● **Task input**
"""

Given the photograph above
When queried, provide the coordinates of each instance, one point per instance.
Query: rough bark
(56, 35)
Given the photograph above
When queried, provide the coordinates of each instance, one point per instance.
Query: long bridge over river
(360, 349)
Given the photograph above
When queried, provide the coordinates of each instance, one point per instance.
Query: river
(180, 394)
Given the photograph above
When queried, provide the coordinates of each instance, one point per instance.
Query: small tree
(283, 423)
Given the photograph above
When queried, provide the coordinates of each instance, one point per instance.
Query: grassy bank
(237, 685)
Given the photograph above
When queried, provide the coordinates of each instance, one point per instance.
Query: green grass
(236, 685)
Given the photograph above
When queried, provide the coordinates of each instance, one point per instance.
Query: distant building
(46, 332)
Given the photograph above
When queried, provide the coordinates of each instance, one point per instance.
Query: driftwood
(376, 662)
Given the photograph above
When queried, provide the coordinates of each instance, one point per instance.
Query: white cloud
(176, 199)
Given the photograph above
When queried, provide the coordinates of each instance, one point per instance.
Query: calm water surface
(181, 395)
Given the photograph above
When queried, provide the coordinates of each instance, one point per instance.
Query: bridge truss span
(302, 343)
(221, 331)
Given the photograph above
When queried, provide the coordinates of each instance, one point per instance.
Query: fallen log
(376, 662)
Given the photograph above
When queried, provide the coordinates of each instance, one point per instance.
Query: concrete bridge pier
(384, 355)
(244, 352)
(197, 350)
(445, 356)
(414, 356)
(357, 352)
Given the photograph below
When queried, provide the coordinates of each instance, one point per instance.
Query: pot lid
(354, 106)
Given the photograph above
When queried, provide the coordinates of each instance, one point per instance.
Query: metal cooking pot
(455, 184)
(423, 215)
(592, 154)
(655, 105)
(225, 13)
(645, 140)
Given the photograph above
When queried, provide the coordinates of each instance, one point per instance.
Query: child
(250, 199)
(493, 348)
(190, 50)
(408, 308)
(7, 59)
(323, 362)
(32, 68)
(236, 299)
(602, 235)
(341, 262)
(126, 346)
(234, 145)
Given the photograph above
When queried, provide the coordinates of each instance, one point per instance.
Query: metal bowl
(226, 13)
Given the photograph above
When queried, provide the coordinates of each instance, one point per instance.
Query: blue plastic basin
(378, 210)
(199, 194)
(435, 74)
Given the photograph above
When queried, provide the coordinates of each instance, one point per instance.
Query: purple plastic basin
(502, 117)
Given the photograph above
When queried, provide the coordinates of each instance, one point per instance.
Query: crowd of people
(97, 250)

"""

● **Directions**
Every entry should be printed again exactly as written.

● **In response**
Given the photograph above
When queried, provide the coordinates of each instance, one point per instance.
Query: rough bark
(56, 35)
Given the photograph above
When queried, provide the coordinates of each instance, one point per instance.
Query: long bridge over river
(360, 349)
Given the photograph above
When queried, provide the coordinates of each instance, one point per instance.
Query: river
(180, 394)
Given the photograph above
When queried, provide the coordinates of each instance, one point per instance.
Query: small tree
(283, 423)
Given the photograph above
When queried, provide the coordinates of each instance, one point per instance.
Query: grassy bank
(237, 685)
Given the photograph above
When queried, provide the coordinates of each instance, one point per instance.
Query: green grass
(236, 685)
Given the photograph above
When queried, provide the coordinates of each instance, one point per instance.
Query: distant building
(46, 332)
Given the photograph above
When queried, provide the coordinates of each instance, one point per instance.
Query: driftwood
(376, 662)
Given the photograph above
When queried, provide the coordinates of each instance, one point per instance.
Query: white cloud
(176, 199)
Given the photograph above
When queried, provide the coordinates of each instance, one point per instance.
Query: calm water surface
(181, 395)
Given the photograph above
When queried, provide the coordinates of each instance, one point per instance.
Query: bridge truss span
(302, 343)
(221, 331)
Given the photograph above
When queried, provide the coordinates of each instance, one point per instance.
Query: fallen log
(376, 662)
Given the photograph above
When queried, provide the coordinates of each instance, one point per instance.
Query: concrete bridge pier
(384, 355)
(244, 352)
(197, 350)
(445, 356)
(414, 356)
(357, 352)
Given the photograph below
When queried, provide the coordinates of each instance, one point per instance.
Query: pot lid
(354, 106)
Given the photograph above
When queried, provide the coordinates of each instance, one point per instance.
Query: metal cooking pot
(455, 184)
(423, 215)
(592, 154)
(655, 105)
(225, 13)
(645, 140)
Given the photograph above
When queried, provide the coordinates of each instance, one point per instance.
Query: child
(250, 199)
(493, 348)
(190, 50)
(408, 308)
(7, 59)
(323, 362)
(32, 68)
(236, 299)
(602, 235)
(341, 262)
(126, 346)
(234, 145)
Given the photograph above
When queried, provide the coordinates of each instance, one point per instance.
Query: metal bowl
(226, 13)
Given the photograph above
When queried, provide the coordinates of each instance, one point per instance.
Query: blue plastic basin
(378, 210)
(199, 194)
(435, 74)
Given the photograph above
When queried, provide the coordinates of each instance, one point per instance.
Query: purple plastic basin
(502, 117)
Given the photograph above
When queried, provide the coordinates of each instance, one point per instance.
Query: crowd of people
(97, 250)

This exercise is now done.